* [Requirements]:
a: Decide whether each statement below agrees with the article on the 1998 ferrous scrap market. Answer yes or no for each, and quote the deciding words from the article. (i) The metals industries in the U.S. began to feel the effects of the Asian slumps in mid-1998. (ii) Export markets for ferrous scrap grew during this period. (iii) Electric arc furnace steel mini-mills came on-line in 1997 and 1998.
b: Reproduce word for word the passage of the article on the 1998 ferrous scrap market that begins at the words "As rolls, coils" and ends after "at any price.".
c: Write the next part of the article on the 1998 ferrous scrap market, picking up after its last sentence.

* [Given text]:
# # # # #
A Year to Forget

As the ferrous scrap market spiraled downward in late 1998, other secondary commodities also struggled, looking good only when compared to ferrous.

When the Asian tigers turned into helpless kittens in late 1997, Americans wondered how the overseas slumps would affect them. The metals industries in the U.S. began finding out in mid-1998.

The North American steel industry—and its scrap supply base—in particular has become a victim of the financial distress in Japan, Korea, Indonesia and several other nations. Steel mills in these nations (and in the former Soviet Union) continued to produce steel for a manufacturing base that has drastically curtailed its buying. So the Asian and eastern European steel makers slashed the price of the product and began shipping it in unprecedented quantities to North America.

As rolls, coils and bars of steel began showing up at American ports, prices dropped dramatically, and U.S. and Canadian mills began planning for production cutbacks. For suppliers of ferrous scrap, this scenario has led to a dismal situation. Scrap prices have plummeted to mirror steel price drops, export markets have dried up, domestic mills are reluctant to buy very much inventory ahead of time, and Asian and European scrap processors are looking to unload their scrap in North America at any price.

The low prices being paid for secondary metal commodities have also had an unfavorable effect on municipal markets, where the metallic collectibles used to offer generators some assurance of receiving a decent price.

A Disaster Unfolds

Were the most brutal cyclical aspects of the ferrous scrap market beginning to fade from reality? Certainly some in the scrap industry began to hope that was the case as 1998 began. An increasing number of electric arc furnace steel mini-mills came on-line in 1997 and 1998, and others were being planned and sited throughout North America by established companies and start-up firms.

But the second half of 1998 demonstrated that ferrous scrap is as much a commodity as it has ever been, with all the baggage of volatility that the designation carries. As the ripple effects from Asia made their way to Europe and then North America, scrap processors found themselves in possession of a commodity that was losing value and, eventually, was less in demand.
# # # # #
* [Recorded data]:
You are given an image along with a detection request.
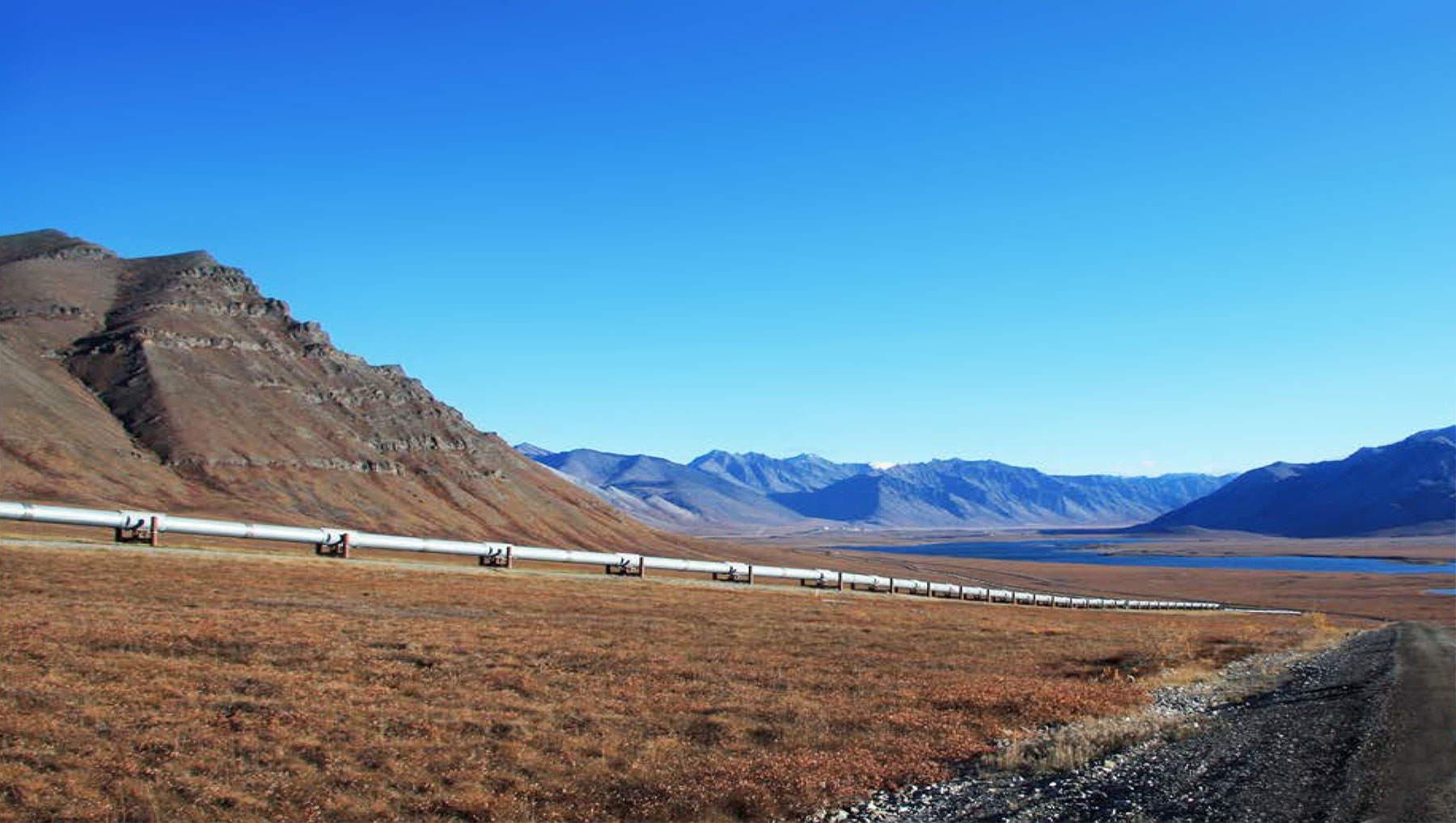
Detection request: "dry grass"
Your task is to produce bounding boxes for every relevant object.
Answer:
# # # # #
* [Response list]:
a:
(i) Yes: "The metals industries in the U.S. began finding out in mid-1998."
(ii) No: "export markets have dried up"
(iii) Yes: "An increasing number of electric arc furnace steel mini-mills came on-line in 1997 and 1998"

b:
As rolls, coils and bars of steel began showing up at American ports, prices dropped dramatically, and U.S. and Canadian mills began planning for production cutbacks. For suppliers of ferrous scrap, this scenario has led to a dismal situation. Scrap prices have plummeted to mirror steel price drops, export markets have dried up, domestic mills are reluctant to buy very much inventory ahead of time, and Asian and European scrap processors are looking to unload their scrap in North America at any price.

c:
The American Metal Market composite index for No. 1 heavy melting scrap shows the grade reaching a peak of $138.33 per ton in December 1997 and January 1998. A slow slide from February through June brought the average per ton price down to $119 in July before steady declines began occurring in August. The average per ton price fell from $108 in August to $98 in September and then $82 per ton in October.

As bad as the price drops look on paper, the severity during the autumn months may have been worse than has thus far been recorded. "Publications can’t keep up with the pricing movements," one southern ferrous scrap buyer said in early November. "The prices are moving downward even faster than these publications can track."

The margin-destroying rapid downward price movements were coupled with another scourge by mid-fall: a lessening of demand. "The sales at times have been difficult," says one processor. "The mills are putting orders on hold and not taking material. Some are also taking in pig iron as a substitute," he notes.

The southern scrap buyer says once prime grades have taken the hardest hit. "Prime grades like shred and bushlings have fallen much more significantly than one and two heavy melt."

With shred prices down, auto shredding has virtually "ground to a halt" in his region, the buyer says. "It doesn’t even pay for the customer’s gasoline to bring in the hulks. It’s been pretty difficult with these numbers to convince people to sell scrap. Dismantlers are holding off."

For a year that began with the promise of continued strong pricing and demand, 1998 ultimately proved to be a crushing disappointment to the ferrous scrap industry.

Consolidation Slows

As 1998 began, the momentum toward consolidation of the scrap industry that had built in 1997 looked strong and ready to result in a slew of further merger announcements. Indeed, the first five or six months of 1998 did bring more announcements from several active national and regional consolidators. One active consolidator—Philip Services Corp. of Hamilton, Ontario, Canada—did pull back from its buying activities in early 1998 as its internal corporate turmoil began affecting its ability to make more deals.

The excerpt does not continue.